Copy out all of the records below verbatim, keeping every line unchanged.
## BEGIN RECORDS TO USE
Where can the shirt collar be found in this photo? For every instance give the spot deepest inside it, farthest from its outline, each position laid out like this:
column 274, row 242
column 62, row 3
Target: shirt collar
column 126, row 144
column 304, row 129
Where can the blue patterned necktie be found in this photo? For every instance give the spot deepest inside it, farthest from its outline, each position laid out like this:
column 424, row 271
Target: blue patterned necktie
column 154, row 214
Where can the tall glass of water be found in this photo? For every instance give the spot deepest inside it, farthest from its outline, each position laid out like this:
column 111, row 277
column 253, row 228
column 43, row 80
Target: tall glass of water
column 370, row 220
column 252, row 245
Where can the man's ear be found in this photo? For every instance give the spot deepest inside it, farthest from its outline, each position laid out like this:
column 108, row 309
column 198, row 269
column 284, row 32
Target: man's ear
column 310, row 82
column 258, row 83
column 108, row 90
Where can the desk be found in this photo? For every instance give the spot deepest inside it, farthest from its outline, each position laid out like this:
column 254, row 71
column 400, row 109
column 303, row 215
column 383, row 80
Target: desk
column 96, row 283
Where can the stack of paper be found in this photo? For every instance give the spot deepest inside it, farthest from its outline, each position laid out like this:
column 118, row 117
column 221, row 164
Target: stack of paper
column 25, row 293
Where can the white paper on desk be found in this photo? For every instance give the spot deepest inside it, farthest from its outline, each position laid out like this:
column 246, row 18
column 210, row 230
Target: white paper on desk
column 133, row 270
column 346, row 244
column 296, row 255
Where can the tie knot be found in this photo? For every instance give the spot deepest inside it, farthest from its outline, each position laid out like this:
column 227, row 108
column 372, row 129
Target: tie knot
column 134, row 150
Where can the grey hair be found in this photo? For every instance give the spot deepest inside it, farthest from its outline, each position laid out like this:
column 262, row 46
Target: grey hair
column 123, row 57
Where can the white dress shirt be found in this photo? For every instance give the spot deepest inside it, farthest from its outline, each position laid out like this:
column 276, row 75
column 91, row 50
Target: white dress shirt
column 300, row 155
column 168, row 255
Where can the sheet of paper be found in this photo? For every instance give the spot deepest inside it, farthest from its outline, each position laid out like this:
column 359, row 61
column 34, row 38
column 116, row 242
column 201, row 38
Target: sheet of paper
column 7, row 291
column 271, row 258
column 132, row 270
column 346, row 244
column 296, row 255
## END RECORDS TO USE
:: REPLY TO THE EXERCISE ::
Where can the shirt collar be found in this photo? For every instance give the spot deepest inside it, farthest from its outline, each position laid out like this:
column 274, row 242
column 62, row 3
Target: shirt collar
column 126, row 144
column 304, row 129
Where can the blue patterned necktie be found in this photo? For every instance give the spot deepest inside it, farthest from its outline, each position laid out like this:
column 424, row 271
Target: blue patterned necktie
column 154, row 214
Where can the tall glass of water be found in this photo? For every instance give the spot deepest inside it, farthest from its outline, each position laid out like this:
column 111, row 277
column 253, row 228
column 43, row 80
Target: tall glass of water
column 370, row 220
column 252, row 245
Where can the man's ear be found in this photo? For every instance give the spot deepest inside it, farthest from its outline, each position laid out like this:
column 108, row 309
column 198, row 269
column 284, row 32
Target: man's ear
column 310, row 82
column 258, row 83
column 108, row 90
Where can the desk be found in this photo? For every instance give the spot deepest inside it, farthest from its outline, each position laid out like this:
column 254, row 71
column 400, row 109
column 303, row 215
column 383, row 80
Target: desk
column 96, row 283
Where can the stack of paper be found in this photo? For every instance give the spot deepest inside it, farthest from its outline, each position laid out like this:
column 118, row 117
column 221, row 164
Target: stack of paper
column 25, row 293
Where can the white paper on desk be found in this photo? For every instance give the spot deepest inside it, farthest from its outline, each position laid out like this:
column 246, row 18
column 210, row 230
Target: white paper on desk
column 133, row 270
column 346, row 244
column 296, row 255
Where can the tie knot be found in this photo? For every instance give the spot deepest inside it, farthest from its outline, each position laid out like this:
column 227, row 108
column 372, row 129
Target: tie knot
column 134, row 150
Where can the grey hair be found in this photo? For every instance give the spot deepest inside it, farthest from its outline, each position laid out like this:
column 262, row 46
Target: grey hair
column 123, row 57
Where can the white dress shirt be found in this photo? For every instance give the spot deepest inside it, farthest from its outline, each position laid out like this:
column 276, row 75
column 91, row 50
Target: white dress shirt
column 300, row 155
column 168, row 255
Where can the sheet of paper be found in this photo? For every instance give the spot deepest inside it, farthest from its outline, each position laid out like this:
column 359, row 61
column 34, row 38
column 116, row 242
column 201, row 38
Target: sheet of paper
column 7, row 291
column 271, row 258
column 132, row 270
column 346, row 244
column 296, row 255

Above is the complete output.